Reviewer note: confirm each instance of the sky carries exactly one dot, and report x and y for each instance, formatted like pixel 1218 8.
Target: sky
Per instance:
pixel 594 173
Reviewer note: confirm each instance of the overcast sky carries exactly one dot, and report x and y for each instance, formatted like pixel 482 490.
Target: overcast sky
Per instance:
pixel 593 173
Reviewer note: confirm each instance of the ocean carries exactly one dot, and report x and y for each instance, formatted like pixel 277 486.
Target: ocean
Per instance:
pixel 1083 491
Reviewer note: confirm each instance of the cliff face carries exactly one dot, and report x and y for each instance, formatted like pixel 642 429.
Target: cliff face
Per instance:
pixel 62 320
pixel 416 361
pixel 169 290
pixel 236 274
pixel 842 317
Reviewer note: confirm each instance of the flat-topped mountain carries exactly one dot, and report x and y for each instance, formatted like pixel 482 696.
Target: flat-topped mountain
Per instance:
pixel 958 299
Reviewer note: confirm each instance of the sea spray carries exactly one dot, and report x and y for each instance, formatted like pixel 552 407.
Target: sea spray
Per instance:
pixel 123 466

^^^^

- AIM -
Reproduce all of the material above word for word, line by line.

- RESULT OF THIS EXERCISE -
Reviewer note: confirm each instance of the sky carries exactly one dot, and report x and y for each instance, formatted like pixel 1218 8.
Target: sky
Per instance:
pixel 594 173
Reviewer note: confirm each instance of the overcast sky carries exactly one dot, and report x and y for each instance, formatted like pixel 482 490.
Target: overcast sky
Per instance:
pixel 593 173
Reviewer note: confirm each instance of the ocean carries exactly one dot, and report x and y for each instance, formatted like pixel 277 486.
Target: ocean
Per instance:
pixel 1083 491
Reviewer note: confirm each instance of the cliff face carries exactly one dot, and report x and y for each instance, formatted like pixel 642 429.
Target: cliff face
Per instance:
pixel 62 320
pixel 416 361
pixel 169 290
pixel 236 274
pixel 842 317
Reviewer note: confirm each instance of the flat-topped mountain carries exactly one dot, and report x and y for each instance, formatted like pixel 482 696.
Target: flat-topped mountain
Per instance:
pixel 958 299
Reviewer note: confirm each instance of the sea spray carries exactly one dot, and report x and y for each instance, formatted like pixel 552 407.
Target: sea spray
Per instance:
pixel 123 466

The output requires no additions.